■ Tekstfragment
‘Ze zien er zo gelukkig uit, wisten nog niet hoe relatief kort hun leven zou zijn’

‘Mijn ouders zijn gehuwd in 1956. Mijn moeder was de jongste van vier kinderen. Haar vader had een boerderij in de Betuwe met een grote pruimenboomgaard, wat koeien en varkens. Mijn oma had een slechte gezondheid en mijn moeder verzorgde haar. Na hun huwelijk gingen mijn ouders bij oma en opa inwonen. Mijn vader werkte in Vianen; doordeweeks had hij daar een kosthuis, in de weekenden kwam hij naar de boerderij.

Mijn ouders kregen drie kinderen, een zoon in 1957, een dochter in 1959, en in 1962 ben ik geboren, nog op de boerderij. Later dat jaar verhuisden we naar Vianen. Opa bleef op de boerderij, oma verhuisde mee en is dat jaar bij ons thuis overleden.

■ Jouw opdracht
Werk het verhaal over de ouders bij door het stuk van "Mijn ouders kregen" tot en met "ons thuis overleden." opnieuw weer te geven, met "hoeve" in plaats van "boerderij". De vermeldingen hierna staan los van het verhaal over de ouders.

■ Vastgelegde gegevens
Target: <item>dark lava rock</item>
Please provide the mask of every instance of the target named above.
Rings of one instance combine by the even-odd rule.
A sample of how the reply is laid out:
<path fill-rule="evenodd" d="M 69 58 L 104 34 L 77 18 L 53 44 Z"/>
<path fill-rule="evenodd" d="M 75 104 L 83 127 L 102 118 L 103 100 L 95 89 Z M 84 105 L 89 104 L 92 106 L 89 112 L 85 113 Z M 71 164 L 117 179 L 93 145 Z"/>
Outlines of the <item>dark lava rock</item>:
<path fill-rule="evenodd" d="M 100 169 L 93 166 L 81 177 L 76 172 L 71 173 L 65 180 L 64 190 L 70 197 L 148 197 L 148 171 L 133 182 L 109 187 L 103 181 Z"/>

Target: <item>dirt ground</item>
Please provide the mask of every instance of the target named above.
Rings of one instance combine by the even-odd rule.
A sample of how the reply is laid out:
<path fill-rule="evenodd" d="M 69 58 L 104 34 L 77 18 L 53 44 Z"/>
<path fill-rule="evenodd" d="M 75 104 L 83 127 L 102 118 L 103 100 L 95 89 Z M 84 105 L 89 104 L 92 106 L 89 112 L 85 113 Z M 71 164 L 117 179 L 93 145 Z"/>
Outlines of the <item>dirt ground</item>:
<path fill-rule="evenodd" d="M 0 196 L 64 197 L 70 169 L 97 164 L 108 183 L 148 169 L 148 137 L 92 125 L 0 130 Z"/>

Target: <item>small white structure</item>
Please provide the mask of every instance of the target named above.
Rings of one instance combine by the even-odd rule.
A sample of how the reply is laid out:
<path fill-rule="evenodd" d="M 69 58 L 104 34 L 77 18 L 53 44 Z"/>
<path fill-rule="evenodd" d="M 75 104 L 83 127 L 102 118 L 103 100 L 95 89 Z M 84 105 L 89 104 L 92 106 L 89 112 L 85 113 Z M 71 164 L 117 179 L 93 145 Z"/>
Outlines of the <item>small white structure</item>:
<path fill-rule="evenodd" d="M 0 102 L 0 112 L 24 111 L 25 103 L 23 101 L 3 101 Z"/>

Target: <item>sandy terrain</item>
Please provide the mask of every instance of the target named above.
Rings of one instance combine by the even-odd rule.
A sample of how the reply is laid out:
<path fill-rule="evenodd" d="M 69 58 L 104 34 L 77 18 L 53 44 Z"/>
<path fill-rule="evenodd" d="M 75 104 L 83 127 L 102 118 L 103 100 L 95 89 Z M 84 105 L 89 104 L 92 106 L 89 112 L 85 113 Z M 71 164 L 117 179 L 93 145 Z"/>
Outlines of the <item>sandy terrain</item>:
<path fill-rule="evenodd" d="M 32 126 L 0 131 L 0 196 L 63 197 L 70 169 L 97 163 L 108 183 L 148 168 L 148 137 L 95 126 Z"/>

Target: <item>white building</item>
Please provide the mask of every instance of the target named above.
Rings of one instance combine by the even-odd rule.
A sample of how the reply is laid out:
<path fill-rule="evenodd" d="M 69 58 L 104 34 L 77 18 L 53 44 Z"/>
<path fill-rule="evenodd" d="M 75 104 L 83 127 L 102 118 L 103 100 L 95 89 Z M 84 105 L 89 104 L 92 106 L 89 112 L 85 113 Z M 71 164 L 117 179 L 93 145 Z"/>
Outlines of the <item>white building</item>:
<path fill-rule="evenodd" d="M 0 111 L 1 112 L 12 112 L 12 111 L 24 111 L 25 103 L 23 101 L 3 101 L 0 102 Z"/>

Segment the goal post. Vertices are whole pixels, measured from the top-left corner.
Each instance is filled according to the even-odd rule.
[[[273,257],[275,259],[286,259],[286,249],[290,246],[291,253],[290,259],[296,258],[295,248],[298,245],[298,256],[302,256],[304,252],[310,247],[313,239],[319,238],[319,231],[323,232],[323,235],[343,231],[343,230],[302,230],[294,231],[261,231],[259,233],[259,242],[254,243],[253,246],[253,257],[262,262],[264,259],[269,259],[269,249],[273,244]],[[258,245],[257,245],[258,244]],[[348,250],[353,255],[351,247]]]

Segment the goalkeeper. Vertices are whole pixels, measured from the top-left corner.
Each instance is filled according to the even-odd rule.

■ Uitwerking
Mijn ouders kregen drie kinderen, een zoon in 1957, een dochter in 1959, en in 1962 ben ik geboren, nog op de hoeve. Later dat jaar verhuisden we naar Vianen. Opa bleef op de hoeve, oma verhuisde mee en is dat jaar bij ons thuis overleden.